- Short exercise
Please reproduce every one of the entries below word for word, keeping them in the same order.

- Records for processing
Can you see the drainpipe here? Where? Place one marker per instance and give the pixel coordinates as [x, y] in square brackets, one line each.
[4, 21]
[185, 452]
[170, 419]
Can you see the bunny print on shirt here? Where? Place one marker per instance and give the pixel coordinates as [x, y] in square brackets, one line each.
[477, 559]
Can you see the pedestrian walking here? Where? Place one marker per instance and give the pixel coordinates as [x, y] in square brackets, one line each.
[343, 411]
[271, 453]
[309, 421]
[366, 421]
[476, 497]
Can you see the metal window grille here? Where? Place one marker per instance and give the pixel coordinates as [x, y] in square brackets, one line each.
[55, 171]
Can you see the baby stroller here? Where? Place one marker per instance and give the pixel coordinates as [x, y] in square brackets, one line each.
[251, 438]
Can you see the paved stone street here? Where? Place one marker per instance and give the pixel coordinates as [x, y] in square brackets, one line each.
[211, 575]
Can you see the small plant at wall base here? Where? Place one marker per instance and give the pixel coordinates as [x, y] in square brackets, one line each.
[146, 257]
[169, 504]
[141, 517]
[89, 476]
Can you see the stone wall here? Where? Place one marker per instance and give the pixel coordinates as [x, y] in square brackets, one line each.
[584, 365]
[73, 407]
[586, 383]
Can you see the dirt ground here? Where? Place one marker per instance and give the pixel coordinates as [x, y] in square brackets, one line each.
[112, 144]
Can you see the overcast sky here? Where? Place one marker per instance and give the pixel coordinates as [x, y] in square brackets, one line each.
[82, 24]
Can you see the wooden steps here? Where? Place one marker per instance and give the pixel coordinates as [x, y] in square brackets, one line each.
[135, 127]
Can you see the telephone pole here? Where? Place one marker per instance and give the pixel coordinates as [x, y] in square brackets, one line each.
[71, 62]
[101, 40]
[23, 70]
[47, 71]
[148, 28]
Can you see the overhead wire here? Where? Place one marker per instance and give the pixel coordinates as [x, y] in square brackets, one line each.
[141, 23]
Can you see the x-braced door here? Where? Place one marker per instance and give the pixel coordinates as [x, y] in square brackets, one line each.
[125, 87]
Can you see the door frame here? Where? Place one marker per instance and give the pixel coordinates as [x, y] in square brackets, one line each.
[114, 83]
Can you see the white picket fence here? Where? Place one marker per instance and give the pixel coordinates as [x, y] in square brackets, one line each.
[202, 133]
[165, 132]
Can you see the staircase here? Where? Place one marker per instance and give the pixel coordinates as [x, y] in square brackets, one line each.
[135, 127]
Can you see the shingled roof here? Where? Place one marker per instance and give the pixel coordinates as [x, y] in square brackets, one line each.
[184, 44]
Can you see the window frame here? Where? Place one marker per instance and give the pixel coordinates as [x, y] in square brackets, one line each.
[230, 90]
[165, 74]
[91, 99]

- Exercise answer
Can you see the drainpipe here? Where? Place one marker per instance and give the pixel coordinates as [x, y] in square brackets, one line each.
[4, 21]
[185, 452]
[170, 419]
Can you see the bunny print on shirt here? Where? Place one marker per instance and give the pixel coordinates as [x, y] in square brackets, one line each.
[477, 559]
Can you see the pedestrian walking here? Where? Place one marker per instance and give the pixel coordinates as [x, y] in square brackets, one line each.
[343, 411]
[271, 453]
[309, 421]
[366, 421]
[476, 497]
Can you see the metal window grille here? Where? Place one marker per instance and give the pixel coordinates as [x, y] in square brackets, one line each.
[55, 171]
Can you see the baby stroller here? Where? Place one marker per instance and give the pixel coordinates as [x, y] in square brackets, one line each.
[251, 438]
Can you see the paved stone street here? Where? Place one marker per instance and give the pixel coordinates as [x, y] in square brackets, one line each.
[211, 575]
Can you see the small plant at wall base here? Where? Place one marker per instance and give the pixel coordinates as [x, y] in square brackets, one line each.
[146, 257]
[169, 504]
[141, 517]
[89, 476]
Can you see the stone wall here? Where? Place one marker per instance and give the pixel coordinates as [x, y] in square brackets, one line each.
[584, 365]
[73, 407]
[586, 383]
Can you see the dirt ground here? Where? Place one marker per instance and give the pixel coordinates as [x, y] in square brackets, one line each.
[112, 144]
Can you see the overcast sky here? Where? Place one marker per instance and give the pixel coordinates as [x, y] in square brackets, one line each.
[82, 24]
Can you see the wooden steps here? Where? Place one marker per instance and give the pixel coordinates as [x, y] in square brackets, one line each.
[135, 127]
Can you see the telephone pole here? Where? Place one marker per instance and give the pixel coordinates as [x, y] in square brackets, one line each.
[71, 62]
[101, 40]
[23, 70]
[47, 71]
[148, 28]
Can you see the overhead wire here? Where? Place one marker per instance and give the pixel coordinates as [x, y] in square brackets, one line each.
[141, 23]
Can you see the x-braced door here? Where? Place one marker per instance and give the pixel coordinates as [x, y] in square brackets, one line each.
[125, 87]
Can you see the door frame here? Where? Place one marker per instance and give the pixel coordinates as [x, y] in square brackets, one line each.
[114, 83]
Can you see the white picket fence here? Where? Place one marker per instance and give the pixel coordinates as [x, y] in square brackets, one line each.
[202, 133]
[165, 132]
Can you see the staircase here? Where? Place one marker per instance and give the pixel coordinates as [x, y] in square brackets, one line each.
[135, 127]
Can you see the shingled roof here? Where? Place one marker per instance and give the pixel coordinates as [x, y] in square brackets, one line each.
[184, 44]
Can you see the window frame here? Where? Place one marker per instance and give the pixel coordinates as [x, y] in square brackets, one line each.
[230, 90]
[165, 74]
[91, 99]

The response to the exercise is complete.